§ SOURCE RECORDS
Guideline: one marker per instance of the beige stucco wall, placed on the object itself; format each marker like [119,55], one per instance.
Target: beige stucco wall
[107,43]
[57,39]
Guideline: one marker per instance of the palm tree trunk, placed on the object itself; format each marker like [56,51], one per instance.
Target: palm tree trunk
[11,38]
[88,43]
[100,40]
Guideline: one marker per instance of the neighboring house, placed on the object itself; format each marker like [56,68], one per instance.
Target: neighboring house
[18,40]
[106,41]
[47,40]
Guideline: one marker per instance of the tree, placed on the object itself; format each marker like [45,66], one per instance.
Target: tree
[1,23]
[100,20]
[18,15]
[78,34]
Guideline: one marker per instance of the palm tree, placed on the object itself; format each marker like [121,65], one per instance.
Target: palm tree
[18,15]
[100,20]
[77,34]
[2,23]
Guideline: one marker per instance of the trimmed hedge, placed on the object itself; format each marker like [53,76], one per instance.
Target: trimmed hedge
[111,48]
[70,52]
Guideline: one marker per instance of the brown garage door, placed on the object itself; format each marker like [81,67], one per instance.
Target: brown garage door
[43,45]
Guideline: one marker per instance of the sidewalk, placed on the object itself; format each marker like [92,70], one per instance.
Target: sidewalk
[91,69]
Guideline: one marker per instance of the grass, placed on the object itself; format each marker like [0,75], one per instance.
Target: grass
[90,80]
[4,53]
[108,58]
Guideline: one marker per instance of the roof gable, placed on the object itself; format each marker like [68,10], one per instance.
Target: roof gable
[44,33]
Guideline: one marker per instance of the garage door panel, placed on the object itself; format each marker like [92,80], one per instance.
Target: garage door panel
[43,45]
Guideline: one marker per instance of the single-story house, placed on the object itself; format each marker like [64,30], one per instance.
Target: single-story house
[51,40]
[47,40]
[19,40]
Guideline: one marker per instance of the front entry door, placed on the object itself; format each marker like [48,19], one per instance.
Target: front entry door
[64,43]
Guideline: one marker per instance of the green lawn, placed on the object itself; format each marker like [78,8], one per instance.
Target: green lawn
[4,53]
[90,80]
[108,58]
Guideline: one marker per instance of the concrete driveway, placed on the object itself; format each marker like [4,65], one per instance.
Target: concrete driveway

§ ACTIVITY
Copy, without any change, the lines from the one that contains "Guideline: one marker per instance of the front" to the final line of the entries above.

§ FINAL ANSWER
Guideline: one marker per instance of the front entry door, placed on the object itself; format each marker like [48,19], one per instance.
Target: front entry door
[64,43]
Guideline: one marker per instance of the green lawn, placed on the object itself; format each marker like [78,8], one per instance.
Target: green lawn
[4,53]
[90,80]
[108,58]
Guideline: one marker per instance of the concrete driveway, placed on the object itself; format each marker like [4,65], one per instance.
Target: concrete driveway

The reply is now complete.